_Bounding-box entries_
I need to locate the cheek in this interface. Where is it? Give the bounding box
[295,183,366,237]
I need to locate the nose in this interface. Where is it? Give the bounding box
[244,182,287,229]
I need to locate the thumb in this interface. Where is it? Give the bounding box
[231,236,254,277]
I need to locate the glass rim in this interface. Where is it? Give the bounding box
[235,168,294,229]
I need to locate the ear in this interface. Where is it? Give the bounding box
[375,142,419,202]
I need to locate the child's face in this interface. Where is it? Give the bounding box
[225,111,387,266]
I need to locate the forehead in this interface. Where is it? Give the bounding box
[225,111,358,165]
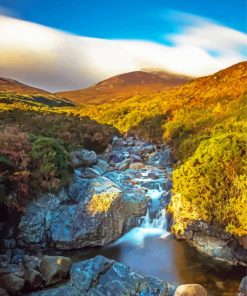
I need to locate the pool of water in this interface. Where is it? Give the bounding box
[61,224,245,296]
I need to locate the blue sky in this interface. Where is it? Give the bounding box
[0,0,247,43]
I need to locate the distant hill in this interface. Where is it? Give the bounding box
[0,77,74,107]
[57,70,189,105]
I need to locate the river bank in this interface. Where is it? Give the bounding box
[0,138,245,296]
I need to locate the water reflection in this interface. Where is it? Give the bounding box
[66,232,245,296]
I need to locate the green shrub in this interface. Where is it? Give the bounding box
[31,137,69,191]
[170,132,247,235]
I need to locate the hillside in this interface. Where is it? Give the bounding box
[0,77,73,107]
[74,62,247,236]
[58,71,189,104]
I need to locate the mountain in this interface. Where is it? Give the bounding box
[58,71,189,104]
[0,77,74,107]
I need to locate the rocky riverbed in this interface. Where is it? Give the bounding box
[0,137,246,296]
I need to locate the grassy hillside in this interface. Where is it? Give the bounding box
[0,77,74,107]
[75,62,247,235]
[58,71,189,105]
[0,88,118,208]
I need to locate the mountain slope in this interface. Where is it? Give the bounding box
[0,77,73,107]
[75,62,247,237]
[58,71,189,104]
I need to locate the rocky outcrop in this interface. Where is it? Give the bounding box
[174,284,208,296]
[0,273,25,294]
[178,221,247,265]
[39,256,71,286]
[238,276,247,296]
[70,149,97,168]
[30,256,174,296]
[18,138,174,250]
[18,177,147,249]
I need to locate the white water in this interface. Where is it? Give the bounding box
[114,183,170,248]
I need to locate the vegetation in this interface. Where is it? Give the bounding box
[0,94,118,208]
[75,62,247,235]
[0,62,247,236]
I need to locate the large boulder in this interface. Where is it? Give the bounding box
[18,176,147,250]
[28,256,173,296]
[147,148,172,167]
[69,149,97,168]
[24,269,45,290]
[174,284,208,296]
[0,288,9,296]
[238,276,247,296]
[40,256,71,286]
[0,273,25,294]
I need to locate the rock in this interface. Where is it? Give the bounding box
[68,176,89,202]
[18,176,147,250]
[69,149,97,168]
[174,284,208,296]
[0,273,25,293]
[0,288,9,296]
[28,256,173,296]
[118,159,130,171]
[147,173,159,180]
[85,168,101,179]
[215,281,226,291]
[147,148,172,167]
[238,235,247,250]
[40,256,71,286]
[238,276,247,296]
[129,162,145,170]
[140,145,155,155]
[22,255,40,270]
[24,269,45,290]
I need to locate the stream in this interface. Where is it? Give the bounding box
[61,138,245,296]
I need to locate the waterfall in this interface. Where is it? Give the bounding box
[141,208,167,230]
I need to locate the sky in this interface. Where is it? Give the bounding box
[0,0,247,91]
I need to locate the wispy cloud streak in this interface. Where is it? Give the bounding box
[0,12,247,91]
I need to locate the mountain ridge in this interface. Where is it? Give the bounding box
[56,71,190,105]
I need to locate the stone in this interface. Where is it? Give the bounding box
[24,269,45,290]
[0,288,9,296]
[0,273,25,294]
[69,149,97,168]
[215,281,226,291]
[40,256,71,286]
[84,168,100,179]
[28,256,174,296]
[238,276,247,296]
[22,255,40,270]
[129,162,145,170]
[147,148,172,167]
[174,284,208,296]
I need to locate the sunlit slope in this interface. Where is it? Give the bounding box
[75,62,247,236]
[0,77,73,107]
[58,71,189,104]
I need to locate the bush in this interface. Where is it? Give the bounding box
[31,137,69,191]
[170,133,247,235]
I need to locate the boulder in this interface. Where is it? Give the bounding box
[40,256,71,286]
[84,168,101,179]
[0,273,25,294]
[147,148,172,167]
[22,255,40,270]
[24,269,45,290]
[174,284,208,296]
[28,256,173,296]
[69,149,97,168]
[0,288,9,296]
[18,178,147,250]
[129,162,145,170]
[238,276,247,296]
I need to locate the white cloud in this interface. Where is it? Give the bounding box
[0,13,247,91]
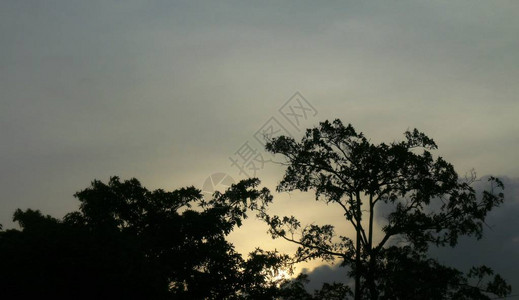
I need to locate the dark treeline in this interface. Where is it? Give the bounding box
[0,120,511,300]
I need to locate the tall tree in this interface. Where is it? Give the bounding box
[261,120,510,299]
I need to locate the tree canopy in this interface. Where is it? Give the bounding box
[0,177,290,299]
[261,120,510,299]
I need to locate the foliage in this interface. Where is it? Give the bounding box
[0,177,289,299]
[260,120,510,299]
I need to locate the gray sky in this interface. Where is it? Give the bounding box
[0,0,519,288]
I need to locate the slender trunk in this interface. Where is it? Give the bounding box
[355,192,362,300]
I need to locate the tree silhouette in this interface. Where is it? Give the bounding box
[0,177,290,299]
[260,120,510,299]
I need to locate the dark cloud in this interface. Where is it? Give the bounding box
[303,176,519,291]
[430,177,519,291]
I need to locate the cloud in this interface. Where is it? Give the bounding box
[430,177,519,291]
[302,264,352,292]
[303,176,519,291]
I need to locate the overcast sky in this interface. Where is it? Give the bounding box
[0,0,519,290]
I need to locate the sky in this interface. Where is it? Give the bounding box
[0,0,519,291]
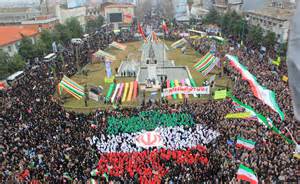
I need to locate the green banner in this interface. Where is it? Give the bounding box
[104,76,115,84]
[225,112,251,119]
[214,89,227,100]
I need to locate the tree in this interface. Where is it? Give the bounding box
[19,37,37,60]
[203,8,221,25]
[0,50,25,79]
[53,24,72,44]
[66,17,83,38]
[247,26,263,47]
[86,15,104,33]
[0,49,9,79]
[40,29,54,52]
[263,31,276,49]
[34,39,47,57]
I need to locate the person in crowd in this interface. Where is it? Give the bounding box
[0,8,299,183]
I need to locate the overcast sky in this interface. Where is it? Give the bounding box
[0,0,268,10]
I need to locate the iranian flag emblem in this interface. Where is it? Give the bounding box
[89,111,219,183]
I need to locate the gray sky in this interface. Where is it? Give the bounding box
[0,0,268,10]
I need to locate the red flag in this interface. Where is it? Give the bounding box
[138,23,146,40]
[162,20,169,33]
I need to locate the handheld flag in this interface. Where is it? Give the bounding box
[162,20,169,34]
[236,164,258,184]
[138,23,146,40]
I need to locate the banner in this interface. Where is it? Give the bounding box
[109,42,127,50]
[226,54,284,121]
[214,89,227,100]
[89,92,99,102]
[104,76,115,84]
[95,50,116,61]
[225,112,252,119]
[282,75,289,82]
[208,75,216,84]
[105,61,112,78]
[171,38,187,49]
[161,86,210,97]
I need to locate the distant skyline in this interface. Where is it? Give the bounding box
[0,0,269,10]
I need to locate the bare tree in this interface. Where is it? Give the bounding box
[159,0,174,18]
[136,0,152,19]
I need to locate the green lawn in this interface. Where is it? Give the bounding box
[64,41,229,112]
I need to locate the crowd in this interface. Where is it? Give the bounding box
[0,9,300,183]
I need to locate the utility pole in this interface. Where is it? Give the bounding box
[75,44,80,72]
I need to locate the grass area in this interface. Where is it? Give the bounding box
[64,41,229,112]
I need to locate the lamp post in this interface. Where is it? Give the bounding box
[241,17,250,45]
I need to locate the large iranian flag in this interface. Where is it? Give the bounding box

_Task description_
Set out every one of the entries above as a numbered list, dropping any blank lines and leaving the pictures out.

_Correct output_
1. I need to locate the cheek in this interface. Where is it? Give the bounding box
2. [295,183,366,237]
3. I need to locate the nose in this interface. Where is it? Give the bounding box
4. [244,182,287,229]
5. I need to locate the thumb in this interface. Where is it? Give the bounding box
6. [231,236,254,277]
7. I need to locate the glass rim in this interface. Where is it? Give the bounding box
8. [235,168,294,229]
9. I need to locate the ear in this interface. Where is it? Give the bounding box
10. [375,142,419,202]
11. I need to locate the child's face in this interface. Where is it? Give the bounding box
12. [225,111,387,266]
13. I need to locate the forehead in this interface. Where is it? Give the bounding box
14. [225,111,358,165]
15. I need to locate the pool of water in this interface. Where is it? Give the bounding box
16. [61,224,245,296]
17. I need to locate the blue sky in this interface. Where is it? Give the bounding box
18. [0,0,247,43]
19. I need to locate the distant hill in this interface. Where is it? Give the bounding box
20. [0,77,74,107]
21. [57,70,189,105]
22. I need to locate the river bank in this interface. Where is it? Give the bounding box
23. [0,138,245,296]
24. I need to locate the water reflection in this interface. Where is it? Give the bounding box
25. [66,232,245,296]
26. I need to locate the green shrub in this interface. Where is it? Give the bounding box
27. [31,137,69,191]
28. [170,132,247,235]
29. I need to locate the hillside in this interface. Where is it? Give the bounding box
30. [0,77,73,107]
31. [74,62,247,236]
32. [58,71,189,104]
33. I need to locate the mountain in this interface. Where is it? Give the bounding box
34. [58,71,189,104]
35. [0,77,74,107]
36. I need to locate the rocky riverbed in this interface. Where is it? Give the bounding box
37. [0,137,246,296]
38. I need to locate the grassy hillside in this interface. Where is it? Give the bounding box
39. [0,77,74,107]
40. [75,62,247,235]
41. [58,71,189,105]
42. [0,88,118,208]
43. I need to locate the mountain slope in this interface. Where is it? Give the bounding box
44. [0,77,73,107]
45. [75,62,247,237]
46. [58,71,189,104]
47. I need to locate the rocky outcrop in this interface. Where is it? Give the bounding box
48. [174,284,208,296]
49. [0,273,25,294]
50. [178,221,247,265]
51. [39,256,71,286]
52. [238,276,247,296]
53. [70,149,97,168]
54. [30,256,174,296]
55. [18,138,174,250]
56. [18,177,147,249]
57. I need to locate the white water in this interface. Where is it? Give the bounding box
58. [114,183,170,248]
59. I need to locate the vegetation in this interface. Where is it? Give the bounding box
60. [0,94,118,208]
61. [75,62,247,235]
62. [0,62,247,236]
63. I need to locate the large boulder in this interface. Where is it? Give the bounding box
64. [18,176,147,250]
65. [28,256,173,296]
66. [147,148,172,167]
67. [69,149,97,168]
68. [24,269,45,290]
69. [174,284,208,296]
70. [0,288,9,296]
71. [238,276,247,296]
72. [40,256,71,286]
73. [0,273,25,294]
74. I need to locate the rock in this interface. Where is it? Give the bounding box
75. [68,176,89,202]
76. [18,176,147,250]
77. [69,149,97,168]
78. [174,284,208,296]
79. [0,273,25,293]
80. [0,288,9,296]
81. [28,256,173,296]
82. [118,159,130,171]
83. [147,173,159,180]
84. [85,168,101,179]
85. [215,281,226,291]
86. [147,148,172,167]
87. [238,235,247,250]
88. [40,256,71,286]
89. [238,276,247,296]
90. [129,162,145,170]
91. [140,145,155,155]
92. [22,255,40,270]
93. [24,269,45,290]
94. I need to locate the stream in this interface. Where is it? Give the bounding box
95. [61,138,245,296]
96. I need to locate the waterfall in this interface. Where is it? Give the bounding box
97. [141,208,167,230]
98. I need to locate the sky in this interface. Where is it? Give the bounding box
99. [0,0,247,91]
100. I need to locate the wispy cloud streak in this interface. Where is it? Give the bounding box
101. [0,12,247,91]
102. I need to locate the mountain ridge in this interface. Where is it? Give the bounding box
103. [56,71,190,105]
104. I need to locate the stone in this interface. Where is it? Give the bounding box
105. [24,269,45,290]
106. [0,288,9,296]
107. [0,273,25,294]
108. [69,149,97,168]
109. [215,281,226,291]
110. [40,256,71,286]
111. [84,168,100,179]
112. [28,256,174,296]
113. [238,276,247,296]
114. [22,255,40,270]
115. [129,162,145,170]
116. [147,148,172,167]
117. [174,284,208,296]
118. I need to locate the sunlit slope in this interface. Where is it? Give the bounding box
119. [75,62,247,236]
120. [0,77,73,107]
121. [58,71,189,104]
122. I need to locate the bush in this interface. Where is it? Give the bounding box
123. [31,137,69,191]
124. [170,133,247,235]
125. I need to locate the boulder in this interface. Where is it? Give the bounding box
126. [40,256,71,286]
127. [84,168,101,179]
128. [0,273,25,294]
129. [147,148,172,167]
130. [22,255,40,270]
131. [24,269,45,290]
132. [174,284,208,296]
133. [28,256,173,296]
134. [69,149,97,168]
135. [0,288,9,296]
136. [18,178,147,250]
137. [129,162,145,170]
138. [238,276,247,296]
139. I need to locate the white cloud in this interface. Where is it? Give the bounding box
140. [0,13,247,91]
141. I need to locate the dark treeline in this interface. Where is it? Give the bounding box
142. [0,120,511,300]
143. I need to locate the tall tree in this interface. Where is it? Give the bounding box
144. [261,120,510,299]
145. I need to locate the tree canopy in this interface. Where is it? Give the bounding box
146. [0,177,290,299]
147. [261,120,510,299]
148. I need to locate the foliage in this interface. Where is it? Give the bounding box
149. [0,177,289,299]
150. [260,120,510,299]
151. I need to locate the gray sky in this interface. Where is it? Give the bounding box
152. [0,0,519,288]
153. I need to locate the slender trunk in this interface. Where is it? Give the bounding box
154. [355,192,362,300]
155. I need to locate the tree silhouette in this interface. Where is it? Give the bounding box
156. [0,177,290,299]
157. [260,120,510,299]
158. I need to locate the dark cloud in this interface. Where is it? Give the bounding box
159. [303,176,519,291]
160. [430,177,519,291]
161. I need to locate the cloud in this interface. Where is it? Give the bounding box
162. [430,177,519,291]
163. [302,264,352,292]
164. [303,176,519,291]
165. I need to locate the overcast sky in this interface. Where is it? Give the bounding box
166. [0,0,519,290]
167. I need to locate the sky in this interface. Where is it? Give the bounding box
168. [0,0,519,291]
169. I need to locate the green banner in this interface. Where is it? Give the bounding box
170. [104,76,115,84]
171. [225,112,251,119]
172. [214,89,227,100]
173. I need to locate the tree in this interface. Where is it? Give the bounding box
174. [19,37,37,60]
175. [203,8,221,25]
176. [0,50,25,79]
177. [53,24,72,44]
178. [66,17,83,38]
179. [247,26,263,47]
180. [86,15,104,33]
181. [0,49,9,79]
182. [40,29,54,52]
183. [263,31,276,49]
184. [34,39,47,57]
185. I need to locate the person in crowd in this interface. Where is it? Give the bounding box
186. [0,8,299,183]
187. I need to locate the overcast sky in this interface. Where is it? Give the bounding box
188. [0,0,268,10]
189. I need to locate the iranian flag emblem in this interface. Where is it? Give the bounding box
190. [89,111,219,183]
191. I need to locate the gray sky in this interface. Where is it? Give the bounding box
192. [0,0,268,10]
193. I need to locate the red flag in this interface. Where is it? Give the bounding box
194. [138,23,146,40]
195. [162,20,169,33]
196. I need to locate the handheld flag in this interface. Where is it? Give the bounding box
197. [162,20,169,34]
198. [236,164,258,184]
199. [138,23,146,40]
200. I need to locate the banner in this interface. Where is it? Give the bounding box
201. [109,42,127,50]
202. [226,54,284,121]
203. [214,89,227,100]
204. [89,92,99,102]
205. [104,76,115,84]
206. [95,50,116,61]
207. [225,112,252,119]
208. [282,75,289,82]
209. [208,75,216,84]
210. [105,61,112,78]
211. [171,38,187,49]
212. [161,86,210,97]
213. I need to locate the distant skyline in this interface. Where is it? Give the bounding box
214. [0,0,269,10]
215. I need to locate the bare tree in this interface. Where is it? Give the bounding box
216. [159,0,174,18]
217. [136,0,152,19]
218. I need to locate the green lawn in this interface. Where is it? Give the bounding box
219. [64,41,229,112]
220. I need to locate the crowd in this interface. Where is it? Give the bounding box
221. [0,9,300,183]
222. I need to locate the utility pole in this interface. Where is it? Give the bounding box
223. [75,44,80,72]
224. I need to locate the grass area in this interface. Where is it? Give the bounding box
225. [64,41,229,112]
226. I need to locate the lamp post in this interface. Where is it? Give the bounding box
227. [241,17,250,45]
228. I need to locate the large iranian flag in this interface. Where is it? Give the bounding box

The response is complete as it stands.